* **The tasks**
1. Can you copy the robustness experiment text word for word, starting at "4.6. Model Robustness" and ending at "uneven resource distribution."?
2. Which environmental stressors does the robustness experiment text say were introduced?

4.6. Model Robustness Experiment
To validate the robustness of the proposed algorithm under severe uncertainty and explore its applicability boundaries, we conducted additional experiments with enhanced stochasticity. Note that MADDPG is excluded from this analysis as it failed to converge even in the baseline scenario (
Section 4.5); evaluating it in this more complex environment would yield no additional analytical value. We introduced the following three major environmental stressors:
Co-channel Interference: Switching from OFDMA to a full frequency reuse scheme, where all UAVs share the entire spectrum, thereby introducing strong inter- UAV interference.
Heterogeneous Bandwidth: Replacing the equal bandwidth division with an inverse-distance-weighted allocation scheme (an edge-user protection strategy) to simulate uneven resource distribution.
Energy Consumption Noise: Adding Gaussian perturbations to the energy consumption model to mimic unmodeled external disturbances (e.g., wind gusts).
As illustrated in
Figure 12, despite the increased environmental uncertainty, both MAPPO and MAPPO-DC successfully converged, demonstrating inherent robustness. The converged system throughput is lower compared to the interference-free scenario (
Section 4.5). From the user’s perspective, although full frequency reuse increases the available bandwidth per user, the SINR degrades significantly due to severe co-channel interference. This is particularly detrimental to users at the cluster edges, who suffer from high interference power from neighboring UAVs, leading to a net reduction in TP and PF.

* **Recorded data**

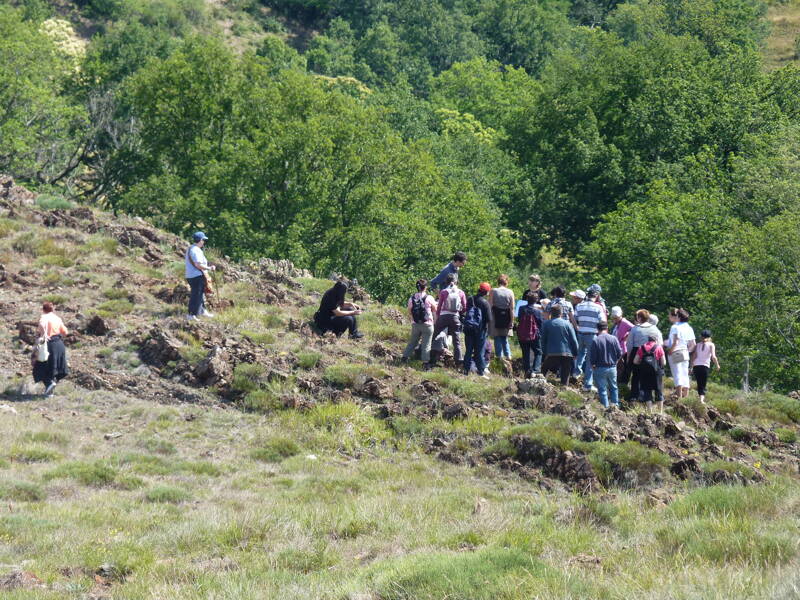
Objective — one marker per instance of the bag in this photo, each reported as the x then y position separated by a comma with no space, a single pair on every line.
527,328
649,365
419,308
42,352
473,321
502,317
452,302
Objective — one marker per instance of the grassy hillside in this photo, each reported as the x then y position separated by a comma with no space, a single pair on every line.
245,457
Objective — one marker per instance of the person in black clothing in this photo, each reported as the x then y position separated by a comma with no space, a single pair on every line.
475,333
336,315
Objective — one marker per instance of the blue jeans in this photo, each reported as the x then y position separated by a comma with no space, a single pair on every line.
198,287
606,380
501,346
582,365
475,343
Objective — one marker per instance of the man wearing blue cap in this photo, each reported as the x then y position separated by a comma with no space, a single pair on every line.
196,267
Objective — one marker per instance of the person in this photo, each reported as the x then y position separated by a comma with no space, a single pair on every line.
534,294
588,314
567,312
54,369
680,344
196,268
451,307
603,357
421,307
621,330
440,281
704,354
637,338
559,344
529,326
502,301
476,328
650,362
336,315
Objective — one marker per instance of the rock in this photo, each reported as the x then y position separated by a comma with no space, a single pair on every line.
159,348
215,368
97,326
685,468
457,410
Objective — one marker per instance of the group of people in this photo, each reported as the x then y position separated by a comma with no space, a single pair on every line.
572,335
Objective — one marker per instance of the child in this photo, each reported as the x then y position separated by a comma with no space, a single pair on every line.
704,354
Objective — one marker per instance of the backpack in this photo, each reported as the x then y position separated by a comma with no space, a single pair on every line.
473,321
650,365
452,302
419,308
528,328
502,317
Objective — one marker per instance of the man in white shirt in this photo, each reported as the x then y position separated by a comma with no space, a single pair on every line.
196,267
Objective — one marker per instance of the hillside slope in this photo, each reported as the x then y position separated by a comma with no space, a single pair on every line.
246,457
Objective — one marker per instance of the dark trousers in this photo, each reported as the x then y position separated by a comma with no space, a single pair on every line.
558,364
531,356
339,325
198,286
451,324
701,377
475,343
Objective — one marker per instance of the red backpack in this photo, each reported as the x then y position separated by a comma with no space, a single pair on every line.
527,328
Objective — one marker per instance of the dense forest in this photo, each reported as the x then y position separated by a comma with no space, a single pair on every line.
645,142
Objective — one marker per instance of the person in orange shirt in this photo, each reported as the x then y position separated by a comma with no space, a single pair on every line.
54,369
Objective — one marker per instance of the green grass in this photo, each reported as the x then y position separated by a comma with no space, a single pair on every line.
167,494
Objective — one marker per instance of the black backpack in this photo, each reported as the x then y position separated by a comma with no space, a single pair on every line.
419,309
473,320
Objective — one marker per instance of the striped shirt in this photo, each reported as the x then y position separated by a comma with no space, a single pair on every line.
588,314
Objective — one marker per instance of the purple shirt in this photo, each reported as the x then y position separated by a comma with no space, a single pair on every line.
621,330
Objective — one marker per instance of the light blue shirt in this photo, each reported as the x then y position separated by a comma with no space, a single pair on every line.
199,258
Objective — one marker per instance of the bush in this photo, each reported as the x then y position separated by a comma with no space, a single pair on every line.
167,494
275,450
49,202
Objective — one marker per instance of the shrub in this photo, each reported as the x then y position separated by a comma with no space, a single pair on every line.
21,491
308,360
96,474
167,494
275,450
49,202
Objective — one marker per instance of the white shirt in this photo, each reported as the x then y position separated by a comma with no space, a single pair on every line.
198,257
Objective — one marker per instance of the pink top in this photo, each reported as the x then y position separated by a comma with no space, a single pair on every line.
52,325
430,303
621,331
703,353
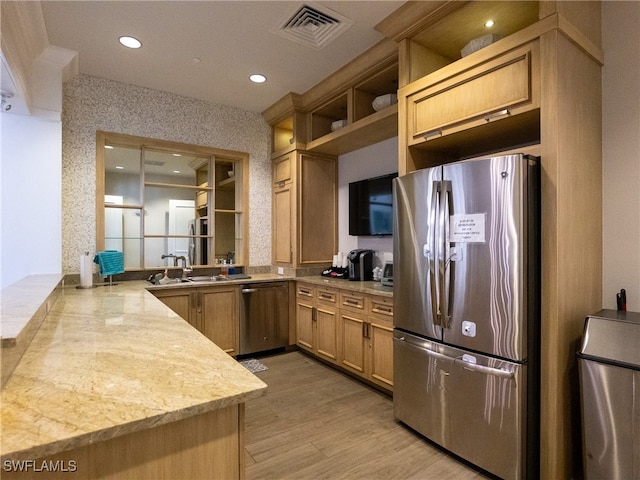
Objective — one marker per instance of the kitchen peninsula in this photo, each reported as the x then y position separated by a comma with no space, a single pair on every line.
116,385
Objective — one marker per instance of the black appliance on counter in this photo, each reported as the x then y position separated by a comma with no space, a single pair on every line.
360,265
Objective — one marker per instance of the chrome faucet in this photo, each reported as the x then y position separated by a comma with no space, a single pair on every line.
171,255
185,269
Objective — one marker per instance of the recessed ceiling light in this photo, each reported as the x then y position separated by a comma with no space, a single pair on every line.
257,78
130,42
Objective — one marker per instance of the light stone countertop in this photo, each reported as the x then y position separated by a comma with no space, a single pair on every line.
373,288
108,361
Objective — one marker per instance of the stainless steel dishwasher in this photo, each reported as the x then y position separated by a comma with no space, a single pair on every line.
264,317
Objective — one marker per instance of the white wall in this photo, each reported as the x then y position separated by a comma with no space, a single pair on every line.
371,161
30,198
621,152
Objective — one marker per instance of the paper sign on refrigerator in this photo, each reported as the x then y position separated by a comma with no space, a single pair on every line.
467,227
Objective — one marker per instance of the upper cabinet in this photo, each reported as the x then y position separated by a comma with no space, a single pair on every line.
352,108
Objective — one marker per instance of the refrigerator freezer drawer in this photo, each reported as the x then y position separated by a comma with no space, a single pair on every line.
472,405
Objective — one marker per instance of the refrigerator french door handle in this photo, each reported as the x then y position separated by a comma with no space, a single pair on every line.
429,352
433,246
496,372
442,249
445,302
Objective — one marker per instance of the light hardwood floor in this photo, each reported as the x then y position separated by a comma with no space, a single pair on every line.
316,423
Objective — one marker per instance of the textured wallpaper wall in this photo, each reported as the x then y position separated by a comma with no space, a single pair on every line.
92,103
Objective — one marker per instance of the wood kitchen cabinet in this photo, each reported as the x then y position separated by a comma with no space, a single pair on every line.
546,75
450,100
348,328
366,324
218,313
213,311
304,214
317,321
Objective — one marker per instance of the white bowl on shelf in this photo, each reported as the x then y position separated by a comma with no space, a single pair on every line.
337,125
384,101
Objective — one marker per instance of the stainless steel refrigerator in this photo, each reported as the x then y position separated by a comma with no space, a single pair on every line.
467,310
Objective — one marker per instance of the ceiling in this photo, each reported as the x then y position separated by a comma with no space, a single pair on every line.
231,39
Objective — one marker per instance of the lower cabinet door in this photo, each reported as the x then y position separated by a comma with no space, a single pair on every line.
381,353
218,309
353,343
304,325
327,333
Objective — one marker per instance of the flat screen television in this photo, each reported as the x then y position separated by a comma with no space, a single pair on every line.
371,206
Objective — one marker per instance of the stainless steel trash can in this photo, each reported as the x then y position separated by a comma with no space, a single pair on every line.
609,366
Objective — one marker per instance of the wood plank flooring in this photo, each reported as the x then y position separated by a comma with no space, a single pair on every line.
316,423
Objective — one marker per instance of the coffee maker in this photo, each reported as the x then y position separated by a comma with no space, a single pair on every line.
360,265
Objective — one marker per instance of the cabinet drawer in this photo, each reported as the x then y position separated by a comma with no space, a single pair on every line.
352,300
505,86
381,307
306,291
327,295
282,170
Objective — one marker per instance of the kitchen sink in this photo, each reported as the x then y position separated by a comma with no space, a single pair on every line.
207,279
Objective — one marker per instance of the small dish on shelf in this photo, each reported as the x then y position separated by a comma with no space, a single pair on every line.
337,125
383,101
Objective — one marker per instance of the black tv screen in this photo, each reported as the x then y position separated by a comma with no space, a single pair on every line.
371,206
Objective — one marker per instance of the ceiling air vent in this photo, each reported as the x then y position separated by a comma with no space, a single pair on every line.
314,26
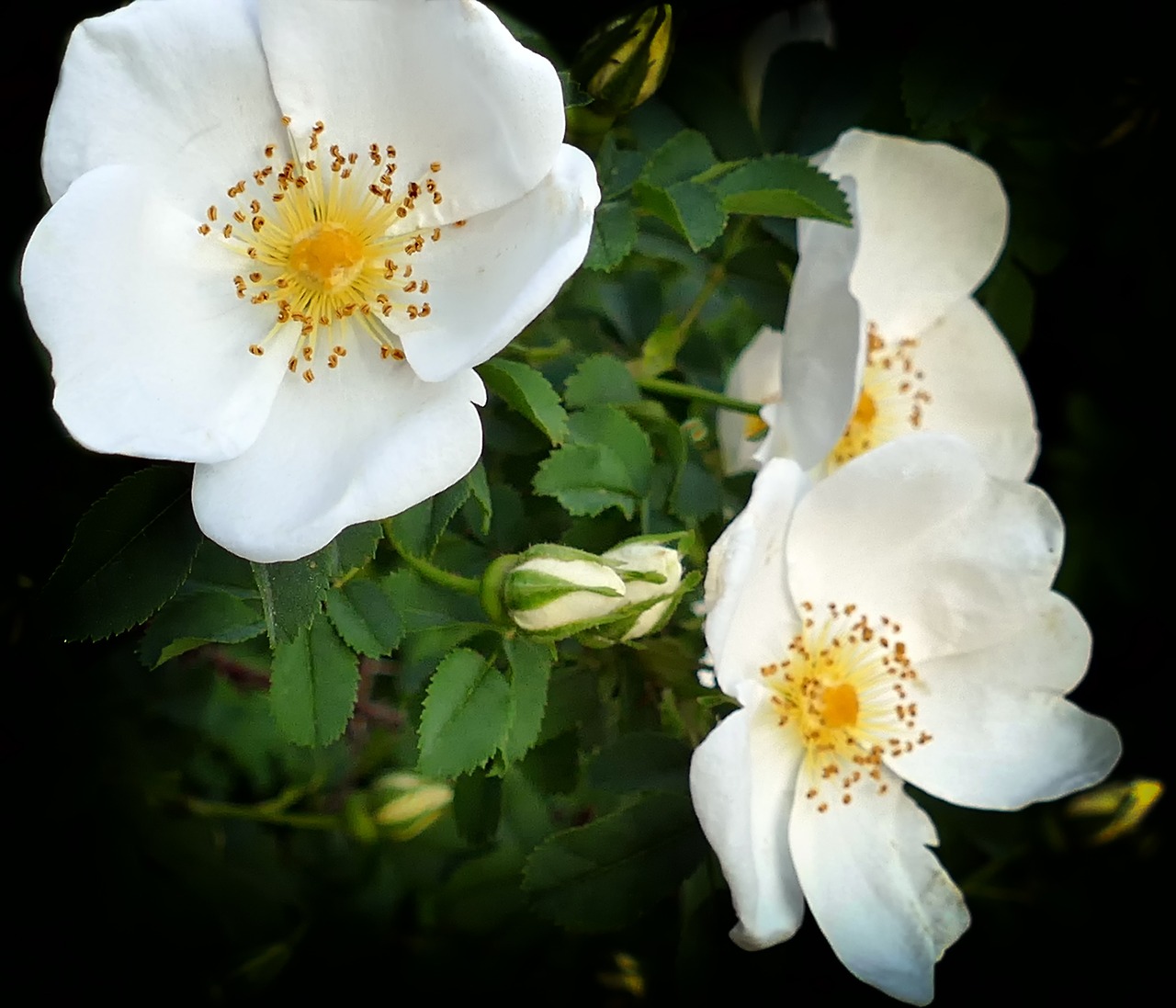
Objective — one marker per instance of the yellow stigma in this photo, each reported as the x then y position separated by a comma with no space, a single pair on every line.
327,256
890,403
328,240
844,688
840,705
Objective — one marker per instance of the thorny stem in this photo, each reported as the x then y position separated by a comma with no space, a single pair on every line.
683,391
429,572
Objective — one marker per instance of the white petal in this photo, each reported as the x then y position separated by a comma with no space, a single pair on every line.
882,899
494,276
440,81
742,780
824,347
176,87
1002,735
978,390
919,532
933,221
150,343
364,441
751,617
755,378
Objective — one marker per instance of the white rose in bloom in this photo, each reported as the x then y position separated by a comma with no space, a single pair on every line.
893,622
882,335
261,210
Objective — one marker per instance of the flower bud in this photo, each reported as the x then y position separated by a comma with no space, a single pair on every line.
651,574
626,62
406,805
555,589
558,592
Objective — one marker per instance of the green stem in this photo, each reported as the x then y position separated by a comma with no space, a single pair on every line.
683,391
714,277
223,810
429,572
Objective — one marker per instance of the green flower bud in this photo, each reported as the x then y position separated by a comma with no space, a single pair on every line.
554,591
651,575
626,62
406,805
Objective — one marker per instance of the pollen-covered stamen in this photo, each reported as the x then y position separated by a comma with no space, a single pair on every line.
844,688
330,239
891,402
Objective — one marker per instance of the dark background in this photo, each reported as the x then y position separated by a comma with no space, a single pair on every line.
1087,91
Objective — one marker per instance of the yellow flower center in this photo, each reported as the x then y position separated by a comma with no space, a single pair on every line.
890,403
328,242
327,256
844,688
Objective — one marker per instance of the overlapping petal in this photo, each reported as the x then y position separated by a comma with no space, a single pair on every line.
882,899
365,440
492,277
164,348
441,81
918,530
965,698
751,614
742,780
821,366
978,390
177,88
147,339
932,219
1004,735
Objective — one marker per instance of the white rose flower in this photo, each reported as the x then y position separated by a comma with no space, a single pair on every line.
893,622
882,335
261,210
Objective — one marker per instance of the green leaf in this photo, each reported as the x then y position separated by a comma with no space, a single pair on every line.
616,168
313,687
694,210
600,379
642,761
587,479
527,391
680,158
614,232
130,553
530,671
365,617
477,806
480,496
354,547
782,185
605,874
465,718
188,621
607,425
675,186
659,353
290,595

* **Answers in order**
1.
4.6. Model Robustness Experiment
To validate the robustness of the proposed algorithm under severe uncertainty and explore its applicability boundaries, we conducted additional experiments with enhanced stochasticity. Note that MADDPG is excluded from this analysis as it failed to converge even in the baseline scenario (
Section 4.5); evaluating it in this more complex environment would yield no additional analytical value. We introduced the following three major environmental stressors:
Co-channel Interference: Switching from OFDMA to a full frequency reuse scheme, where all UAVs share the entire spectrum, thereby introducing strong inter- UAV interference.
Heterogeneous Bandwidth: Replacing the equal bandwidth division with an inverse-distance-weighted allocation scheme (an edge-user protection strategy) to simulate uneven resource distribution.

2.
Co-channel Interference
Heterogeneous Bandwidth
Energy Consumption Noise